» **RECORDS FOR THE TASK**:
________________
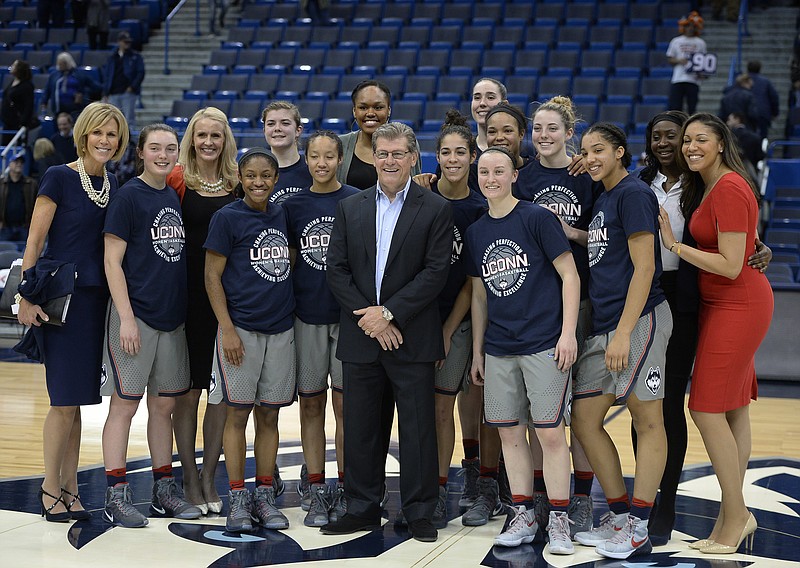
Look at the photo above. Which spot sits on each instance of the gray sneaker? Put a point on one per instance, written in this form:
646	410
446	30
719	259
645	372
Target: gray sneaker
________________
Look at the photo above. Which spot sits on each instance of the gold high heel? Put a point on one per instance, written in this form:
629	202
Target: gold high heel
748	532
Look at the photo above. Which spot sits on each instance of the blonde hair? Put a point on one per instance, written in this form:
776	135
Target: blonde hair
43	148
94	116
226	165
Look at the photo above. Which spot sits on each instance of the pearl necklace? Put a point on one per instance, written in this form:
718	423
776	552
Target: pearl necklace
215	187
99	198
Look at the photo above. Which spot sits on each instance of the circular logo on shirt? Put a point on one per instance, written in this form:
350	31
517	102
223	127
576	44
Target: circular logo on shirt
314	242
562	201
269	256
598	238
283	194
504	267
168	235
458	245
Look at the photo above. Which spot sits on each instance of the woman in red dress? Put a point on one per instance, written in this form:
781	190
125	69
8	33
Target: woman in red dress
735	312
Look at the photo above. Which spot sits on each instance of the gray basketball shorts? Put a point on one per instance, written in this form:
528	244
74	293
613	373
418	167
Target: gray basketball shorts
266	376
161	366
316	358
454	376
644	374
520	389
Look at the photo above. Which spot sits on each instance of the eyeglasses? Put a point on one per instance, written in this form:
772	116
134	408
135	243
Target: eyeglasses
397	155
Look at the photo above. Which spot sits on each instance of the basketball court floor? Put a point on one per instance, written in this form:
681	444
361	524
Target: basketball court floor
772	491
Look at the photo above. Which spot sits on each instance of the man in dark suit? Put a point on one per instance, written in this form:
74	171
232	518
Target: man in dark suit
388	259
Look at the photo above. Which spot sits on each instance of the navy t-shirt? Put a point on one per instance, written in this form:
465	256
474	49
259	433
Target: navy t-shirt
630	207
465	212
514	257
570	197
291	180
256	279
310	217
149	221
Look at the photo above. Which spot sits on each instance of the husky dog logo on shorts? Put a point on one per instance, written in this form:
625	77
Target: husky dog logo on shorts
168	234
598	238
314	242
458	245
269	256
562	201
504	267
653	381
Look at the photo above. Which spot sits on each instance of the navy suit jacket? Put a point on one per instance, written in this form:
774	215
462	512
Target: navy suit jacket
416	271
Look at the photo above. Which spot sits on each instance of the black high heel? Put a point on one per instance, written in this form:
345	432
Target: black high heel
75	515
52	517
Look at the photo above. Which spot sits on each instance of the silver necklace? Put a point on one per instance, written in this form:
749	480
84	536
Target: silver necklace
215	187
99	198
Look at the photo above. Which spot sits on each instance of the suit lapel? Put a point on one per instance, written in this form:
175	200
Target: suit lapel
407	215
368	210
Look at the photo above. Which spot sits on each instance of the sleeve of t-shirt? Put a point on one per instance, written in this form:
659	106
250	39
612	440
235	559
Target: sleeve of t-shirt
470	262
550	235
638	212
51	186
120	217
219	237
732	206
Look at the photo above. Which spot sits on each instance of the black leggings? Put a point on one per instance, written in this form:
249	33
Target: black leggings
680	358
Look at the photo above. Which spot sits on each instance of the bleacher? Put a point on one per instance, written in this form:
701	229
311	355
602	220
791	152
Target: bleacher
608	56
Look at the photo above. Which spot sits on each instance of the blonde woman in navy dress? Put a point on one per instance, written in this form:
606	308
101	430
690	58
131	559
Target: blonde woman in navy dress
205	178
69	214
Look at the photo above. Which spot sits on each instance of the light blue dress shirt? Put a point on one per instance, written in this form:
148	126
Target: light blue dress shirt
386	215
________________
Count how many lines of the entries contain the word "sneaker"; only the number should appear in the reply.

2